Son rôle dans le cadre du projet muséal
Sur le chantier de la conserverie Alexis Le Gall, je travaille sur le mobilier en bois de la collection. Mon travail concerne le mobilier de l’usine tel que les tables de travail (de parage, d’emboîtage, d’huilage), les bancs et les caisses en bois. Je suis également en charge de restaurer le mobilier de la maison de maître à l’image de l’ancien bureau d’Alexis Le Gall. Ces deux missions sont différentes dans le sens où elles ne requièrent pas le même traitement, ni le recours à la même technicité. Les objets en bois de l’usine se composent de menuiseries relativement grossières comme les planches clouées en sapin, tandis que le mobilier de la maison de maître correspond à un travail d’ébénisterie plus fin.

━━━━

### Exercice proposé A
Recopiez le passage de l'extrait sur le mobilier de la conserverie qui commence par « Son rôle dans » et se poursuit jusqu'à « d’ébénisterie plus fin. », en remplaçant « sapin » par « chêne ».
### Exercice proposé B
D'après l'extrait sur le mobilier de la conserverie, quels types de tables de travail de l'usine sont cités ?

[Lignes sources]
━━━━

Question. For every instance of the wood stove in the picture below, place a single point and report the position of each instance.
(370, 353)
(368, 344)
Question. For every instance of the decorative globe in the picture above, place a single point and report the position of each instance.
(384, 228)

━━━━

### Corrigé détaillé A
Son rôle dans le cadre du projet muséal
Sur le chantier de la conserverie Alexis Le Gall, je travaille sur le mobilier en bois de la collection. Mon travail concerne le mobilier de l’usine tel que les tables de travail (de parage, d’emboîtage, d’huilage), les bancs et les caisses en bois. Je suis également en charge de restaurer le mobilier de la maison de maître à l’image de l’ancien bureau d’Alexis Le Gall. Ces deux missions sont différentes dans le sens où elles ne requièrent pas le même traitement, ni le recours à la même technicité. Les objets en bois de l’usine se composent de menuiseries relativement grossières comme les planches clouées en chêne, tandis que le mobilier de la maison de maître correspond à un travail d’ébénisterie plus fin.

### Corrigé détaillé B
Les tables de parage, d'emboîtage et d'huilage.